# Any ideas anyone?



## zigster (Mar 30, 2009)

Soooo, USAFIS called me this morning telling me that I have been entered into the 2011 DV lottery. Being sceptical about what rumours there are on this company circulating on the internet I found it prudent to get my confirmation number from. They gave it to me witout quibble and as soon as I hung up I proceeded to call the Kentucky consular office to check. Here's where it got odd.... They told me there was no way I could use this number to check my application until July 2010 ! I mean come on, that's way too late to know whether you have been entered or not. Surely that's the point of a confirmation number. Can anybody tell where I can get the info I seek? As far as I know USAFIS have kept to the deal but I won't know till it could be too late. Please help.


----------



## twostep (Apr 3, 2008)

Why are you using a paid agency for something that is free? If you have a contract with them - they are your approach partner.


----------



## Fatbrit (May 8, 2008)

zigster said:


> Soooo, USAFIS called me this morning telling me that I have been entered into the 2011 DV lottery. Being sceptical about what rumours there are on this company circulating on the internet I found it prudent to get my confirmation number from. They gave it to me witout quibble and as soon as I hung up I proceeded to call the Kentucky consular office to check. Here's where it got odd.... They told me there was no way I could use this number to check my application until July 2010 ! I mean come on, that's way too late to know whether you have been entered or not. Surely that's the point of a confirmation number. Can anybody tell where I can get the info I seek? As far as I know USAFIS have kept to the deal but I won't know till it could be too late. Please help.

==================================================

Write out the entire forum thread about the USAFIS call and the DV lottery confirmation number word for word.

DATASET EXTRACT
==================================================

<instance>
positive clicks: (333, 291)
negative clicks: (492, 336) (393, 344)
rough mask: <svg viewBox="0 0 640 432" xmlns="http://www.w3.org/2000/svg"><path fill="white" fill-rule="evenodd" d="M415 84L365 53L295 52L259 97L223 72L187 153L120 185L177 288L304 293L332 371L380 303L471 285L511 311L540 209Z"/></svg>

==================================================

OUTPUT OF THE EXERCISE
# Any ideas anyone?



## zigster (Mar 30, 2009)

Soooo, USAFIS called me this morning telling me that I have been entered into the 2011 DV lottery. Being sceptical about what rumours there are on this company circulating on the internet I found it prudent to get my confirmation number from. They gave it to me witout quibble and as soon as I hung up I proceeded to call the Kentucky consular office to check. Here's where it got odd.... They told me there was no way I could use this number to check my application until July 2010 ! I mean come on, that's way too late to know whether you have been entered or not. Surely that's the point of a confirmation number. Can anybody tell where I can get the info I seek? As far as I know USAFIS have kept to the deal but I won't know till it could be too late. Please help.


----------



## twostep (Apr 3, 2008)

Why are you using a paid agency for something that is free? If you have a contract with them - they are your approach partner.


----------



## Fatbrit (May 8, 2008)

zigster said:


> Soooo, USAFIS called me this morning telling me that I have been entered into the 2011 DV lottery. Being sceptical about what rumours there are on this company circulating on the internet I found it prudent to get my confirmation number from. They gave it to me witout quibble and as soon as I hung up I proceeded to call the Kentucky consular office to check. Here's where it got odd.... They told me there was no way I could use this number to check my application until July 2010 ! I mean come on, that's way too late to know whether you have been entered or not. Surely that's the point of a confirmation number. Can anybody tell where I can get the info I seek? As far as I know USAFIS have kept to the deal but I won't know till it could be too late. Please help.